# Action item:
For this exercise, print all of the data exactly as given.

# Data records:
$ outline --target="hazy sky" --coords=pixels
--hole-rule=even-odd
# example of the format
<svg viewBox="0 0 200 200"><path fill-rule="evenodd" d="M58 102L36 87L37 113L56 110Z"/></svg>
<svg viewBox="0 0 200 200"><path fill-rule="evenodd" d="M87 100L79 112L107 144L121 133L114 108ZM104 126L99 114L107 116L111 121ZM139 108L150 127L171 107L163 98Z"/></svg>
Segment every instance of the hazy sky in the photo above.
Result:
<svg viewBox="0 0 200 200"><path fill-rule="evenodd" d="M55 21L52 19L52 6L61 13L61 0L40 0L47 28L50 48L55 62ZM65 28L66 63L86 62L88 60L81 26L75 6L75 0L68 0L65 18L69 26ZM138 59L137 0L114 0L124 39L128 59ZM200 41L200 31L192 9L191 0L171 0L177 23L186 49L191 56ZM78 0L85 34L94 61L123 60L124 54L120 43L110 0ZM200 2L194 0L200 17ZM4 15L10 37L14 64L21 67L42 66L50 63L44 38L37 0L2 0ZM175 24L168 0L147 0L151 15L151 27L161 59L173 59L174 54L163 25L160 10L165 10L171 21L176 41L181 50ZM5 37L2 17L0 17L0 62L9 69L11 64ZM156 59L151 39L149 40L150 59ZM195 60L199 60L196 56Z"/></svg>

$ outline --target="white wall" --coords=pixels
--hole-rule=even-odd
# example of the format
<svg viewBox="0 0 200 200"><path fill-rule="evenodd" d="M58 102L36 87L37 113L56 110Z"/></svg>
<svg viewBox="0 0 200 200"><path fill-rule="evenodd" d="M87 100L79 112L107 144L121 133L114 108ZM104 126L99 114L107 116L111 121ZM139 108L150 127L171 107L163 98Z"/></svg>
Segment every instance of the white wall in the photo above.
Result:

# Response below:
$ outline --target="hazy sky" --coords=pixels
--hole-rule=even-odd
# example of the format
<svg viewBox="0 0 200 200"><path fill-rule="evenodd" d="M58 102L36 87L37 113L56 110Z"/></svg>
<svg viewBox="0 0 200 200"><path fill-rule="evenodd" d="M87 100L79 112L107 144L121 133L114 108ZM104 126L99 114L107 116L111 121ZM139 108L150 127L171 107L163 98Z"/></svg>
Segment every instance of the hazy sky in the photo above.
Result:
<svg viewBox="0 0 200 200"><path fill-rule="evenodd" d="M55 21L52 19L52 6L61 13L61 0L40 0L47 28L50 48L55 62ZM65 28L66 63L86 62L88 60L81 26L75 6L75 0L68 0L65 18L69 26ZM138 59L137 0L114 0L124 39L128 59ZM200 41L200 31L192 9L191 0L171 0L177 23L186 49L191 56ZM78 0L85 34L94 61L123 60L124 54L120 43L110 0ZM200 2L194 0L200 17ZM4 15L10 37L14 64L21 67L42 66L50 63L44 38L37 0L2 0ZM175 24L168 0L147 0L151 15L151 27L161 59L173 59L174 54L163 25L160 10L165 10L171 21L176 41L181 50ZM5 37L2 17L0 17L0 62L9 69L11 64ZM156 59L151 39L149 40L150 59ZM195 60L199 60L196 56Z"/></svg>

$ outline --target="white wall" --coords=pixels
--hole-rule=even-odd
# example of the format
<svg viewBox="0 0 200 200"><path fill-rule="evenodd" d="M58 102L36 87L37 113L56 110Z"/></svg>
<svg viewBox="0 0 200 200"><path fill-rule="evenodd" d="M87 100L79 112L107 144L121 133L114 108ZM104 126L99 114L107 116L111 121ZM139 108L150 127L171 107L163 98Z"/></svg>
Segment every instance of the white wall in the photo above.
Result:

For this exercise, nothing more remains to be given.